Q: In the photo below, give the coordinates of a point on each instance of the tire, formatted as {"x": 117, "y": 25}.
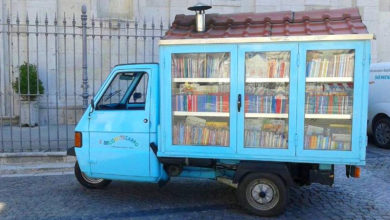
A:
{"x": 263, "y": 194}
{"x": 381, "y": 132}
{"x": 90, "y": 183}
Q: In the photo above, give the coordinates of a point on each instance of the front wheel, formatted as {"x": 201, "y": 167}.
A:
{"x": 263, "y": 194}
{"x": 91, "y": 183}
{"x": 381, "y": 130}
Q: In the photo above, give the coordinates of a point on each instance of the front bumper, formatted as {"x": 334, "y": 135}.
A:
{"x": 71, "y": 152}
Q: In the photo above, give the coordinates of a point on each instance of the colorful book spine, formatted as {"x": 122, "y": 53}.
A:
{"x": 340, "y": 65}
{"x": 201, "y": 103}
{"x": 266, "y": 104}
{"x": 187, "y": 134}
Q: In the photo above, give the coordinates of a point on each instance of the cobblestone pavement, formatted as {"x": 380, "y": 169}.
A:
{"x": 61, "y": 197}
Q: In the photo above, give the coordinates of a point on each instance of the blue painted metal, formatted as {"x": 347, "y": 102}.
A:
{"x": 358, "y": 115}
{"x": 119, "y": 140}
{"x": 198, "y": 172}
{"x": 293, "y": 49}
{"x": 130, "y": 158}
{"x": 166, "y": 100}
{"x": 295, "y": 152}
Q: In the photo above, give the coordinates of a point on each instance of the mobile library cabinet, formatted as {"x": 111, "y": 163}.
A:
{"x": 259, "y": 102}
{"x": 274, "y": 98}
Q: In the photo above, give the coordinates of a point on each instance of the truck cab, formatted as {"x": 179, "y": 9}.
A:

Task brief: What lines in the data above carry "each"? Return them all.

Exercise output:
Q: In the photo below, give the coordinates of a point on each instance of the tire, formatted as {"x": 117, "y": 25}.
Q: In the photo above, give the coordinates of a point on each instance of the front wheel, formatted as {"x": 201, "y": 167}.
Q: In the photo above, give the coordinates of a point on each instance of the front bumper, formatted as {"x": 334, "y": 135}.
Q: In the photo above, give the coordinates of a point on each instance of the colorful book spine, formatted as {"x": 122, "y": 53}.
Q: In the photo above, give the coordinates of a point on each instance of the cobblestone pavement, formatted as {"x": 380, "y": 169}.
Q: In the photo above, give the coordinates of a point on each instance of the blue painted metal, formatted as {"x": 347, "y": 102}.
Q: In the photo above, give the coordinates of a point on each instance of the mobile library cabinet, formatted as {"x": 111, "y": 163}.
Q: In the photo above, give the coordinates of a point on each instance of the truck cab, formatted as {"x": 179, "y": 9}.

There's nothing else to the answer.